-------- SOURCE EXTRACT
I hope this is what the baseball purists want. I hope that they are cheering their precious human error, and the sanctity of the game, and all of that other worthless crap now. I hope they were watching when a 28 year old Venezuelan had the night of his life taken away by human error and baseball tradition. It makes me sick. Because baseball is the most stubborn and inept of the major sports, this idiotic series of events happened. Simply put, baseball needs expansive instant replay tomorrow. Anything but balls and strikes (home runs, plays at bases, catch/no catches) should be up for review.

But, there was something more disturbing than even the stolen perfect game. It was the reaction of umpire Jim Joyce that was symbolic of how backwards and idiotic baseball has become. Joyce had the nerve, after making a historically bad call, to angrily go at Jim Leyland, and then engage in more histrionics with the Detroit bench after the game. Joyce makes his sport and his profession look all the more insane with his angry, childish reaction. You know what though - I don't totally blame Joyce. I blame the culture of baseball that wants its umpires to bump chests with managers instead of worrying about getting calls right. But hey, I guess that's part of the game too, right?
----------------
TO BE DONE: Copy the baseball piece word for word, from "But, there was" up to and including "game too, right?". The rows below have nothing to do with the baseball piece.
-------- ROWS
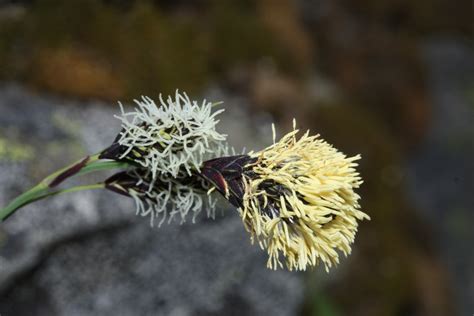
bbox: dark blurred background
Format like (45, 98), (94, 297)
(0, 0), (474, 316)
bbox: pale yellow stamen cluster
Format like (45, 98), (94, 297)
(239, 126), (370, 271)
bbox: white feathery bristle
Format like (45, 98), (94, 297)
(116, 91), (227, 180)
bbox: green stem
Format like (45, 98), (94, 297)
(0, 154), (130, 221)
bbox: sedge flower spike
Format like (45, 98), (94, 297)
(105, 168), (215, 226)
(202, 123), (370, 271)
(100, 91), (227, 179)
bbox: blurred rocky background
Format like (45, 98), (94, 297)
(0, 0), (474, 316)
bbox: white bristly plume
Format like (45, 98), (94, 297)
(116, 91), (227, 179)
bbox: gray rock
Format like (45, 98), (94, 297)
(0, 85), (302, 316)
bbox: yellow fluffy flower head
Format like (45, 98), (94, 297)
(200, 122), (369, 271)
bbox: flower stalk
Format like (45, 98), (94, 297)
(0, 154), (129, 221)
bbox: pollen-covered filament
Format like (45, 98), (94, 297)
(240, 131), (369, 270)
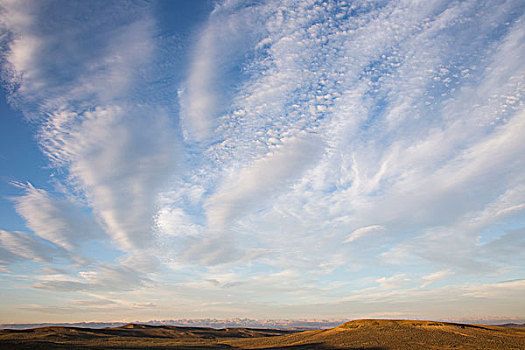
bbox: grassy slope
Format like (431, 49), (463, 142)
(230, 320), (525, 350)
(0, 320), (525, 350)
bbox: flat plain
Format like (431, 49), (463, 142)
(0, 320), (525, 350)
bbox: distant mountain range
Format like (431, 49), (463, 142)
(0, 319), (525, 350)
(0, 318), (348, 330)
(0, 318), (525, 330)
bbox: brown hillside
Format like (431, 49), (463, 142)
(230, 320), (525, 350)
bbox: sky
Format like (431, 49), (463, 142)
(0, 0), (525, 323)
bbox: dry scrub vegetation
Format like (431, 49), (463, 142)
(0, 320), (525, 350)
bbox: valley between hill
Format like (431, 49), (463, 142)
(0, 320), (525, 350)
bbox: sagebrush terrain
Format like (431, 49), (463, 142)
(0, 320), (525, 350)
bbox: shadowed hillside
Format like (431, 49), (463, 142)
(0, 320), (525, 350)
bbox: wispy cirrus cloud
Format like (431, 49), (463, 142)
(2, 1), (525, 322)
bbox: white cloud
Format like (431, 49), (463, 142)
(0, 230), (58, 270)
(205, 134), (322, 231)
(13, 184), (104, 252)
(343, 225), (385, 243)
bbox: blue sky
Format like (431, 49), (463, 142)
(0, 0), (525, 323)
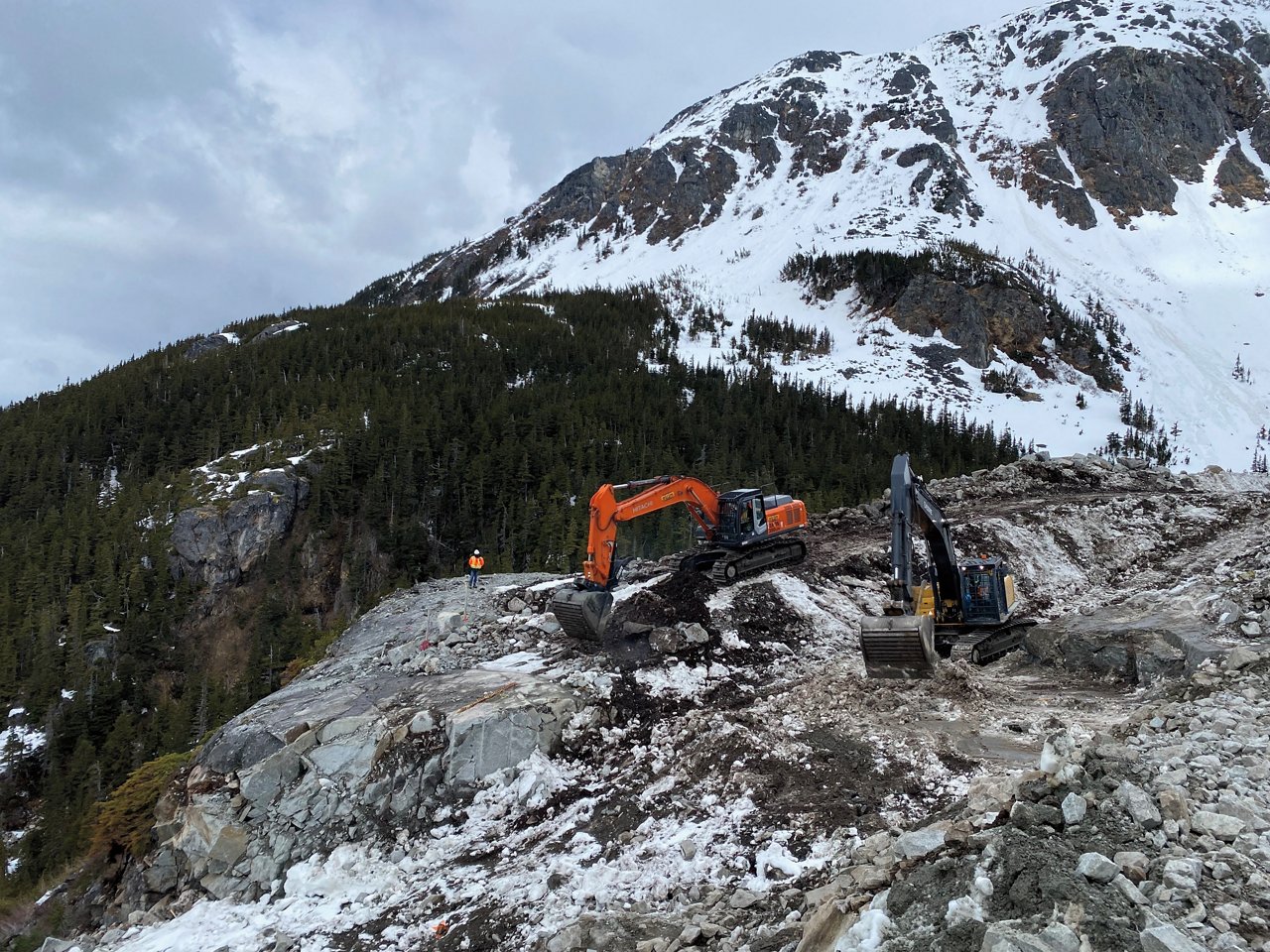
----------------
FULL ANSWER:
But, there was something more disturbing than even the stolen perfect game. It was the reaction of umpire Jim Joyce that was symbolic of how backwards and idiotic baseball has become. Joyce had the nerve, after making a historically bad call, to angrily go at Jim Leyland, and then engage in more histrionics with the Detroit bench after the game. Joyce makes his sport and his profession look all the more insane with his angry, childish reaction. You know what though - I don't totally blame Joyce. I blame the culture of baseball that wants its umpires to bump chests with managers instead of worrying about getting calls right. But hey, I guess that's part of the game too, right?